## Exercise task
Gather every line in the entries below that contains the word "woman", and copy each one.

## Entries from a pointing dataset
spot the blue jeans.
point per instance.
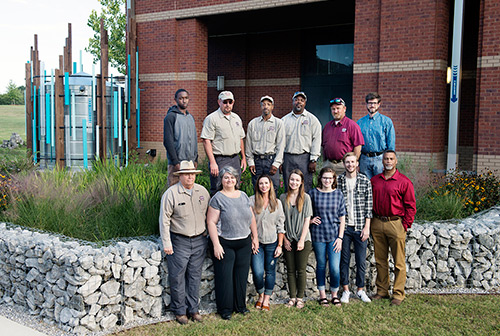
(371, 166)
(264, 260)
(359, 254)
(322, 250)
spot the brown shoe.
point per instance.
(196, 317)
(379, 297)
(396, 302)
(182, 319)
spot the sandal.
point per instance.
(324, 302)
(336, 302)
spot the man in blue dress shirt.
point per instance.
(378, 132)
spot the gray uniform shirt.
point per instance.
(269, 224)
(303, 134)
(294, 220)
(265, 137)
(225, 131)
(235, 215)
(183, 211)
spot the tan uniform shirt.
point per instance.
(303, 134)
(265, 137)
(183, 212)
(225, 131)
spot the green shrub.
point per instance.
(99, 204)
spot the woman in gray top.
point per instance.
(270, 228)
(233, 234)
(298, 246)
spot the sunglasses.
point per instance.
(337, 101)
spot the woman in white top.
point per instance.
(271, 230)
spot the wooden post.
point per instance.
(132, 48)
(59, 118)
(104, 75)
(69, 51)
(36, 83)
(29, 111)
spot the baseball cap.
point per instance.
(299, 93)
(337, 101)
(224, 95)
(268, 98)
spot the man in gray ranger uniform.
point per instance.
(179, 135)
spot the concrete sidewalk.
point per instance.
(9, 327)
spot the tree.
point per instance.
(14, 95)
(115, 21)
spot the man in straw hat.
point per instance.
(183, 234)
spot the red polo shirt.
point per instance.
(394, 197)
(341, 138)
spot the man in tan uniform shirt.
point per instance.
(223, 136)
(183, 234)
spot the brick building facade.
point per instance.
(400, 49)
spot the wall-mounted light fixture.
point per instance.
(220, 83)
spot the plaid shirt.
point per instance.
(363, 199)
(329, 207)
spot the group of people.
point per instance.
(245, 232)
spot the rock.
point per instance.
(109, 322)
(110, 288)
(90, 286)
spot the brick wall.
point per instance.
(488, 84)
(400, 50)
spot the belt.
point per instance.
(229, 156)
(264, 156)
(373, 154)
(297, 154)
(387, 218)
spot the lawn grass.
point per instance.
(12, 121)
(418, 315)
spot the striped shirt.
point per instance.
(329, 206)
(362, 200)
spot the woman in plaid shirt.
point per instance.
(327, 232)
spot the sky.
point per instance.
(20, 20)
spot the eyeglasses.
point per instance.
==
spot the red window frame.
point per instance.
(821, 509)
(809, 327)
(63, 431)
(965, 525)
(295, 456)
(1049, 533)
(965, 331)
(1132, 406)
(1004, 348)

## Output below
spot the woman in gray top.
spot the woman in white top.
spot the woman in plaid shirt.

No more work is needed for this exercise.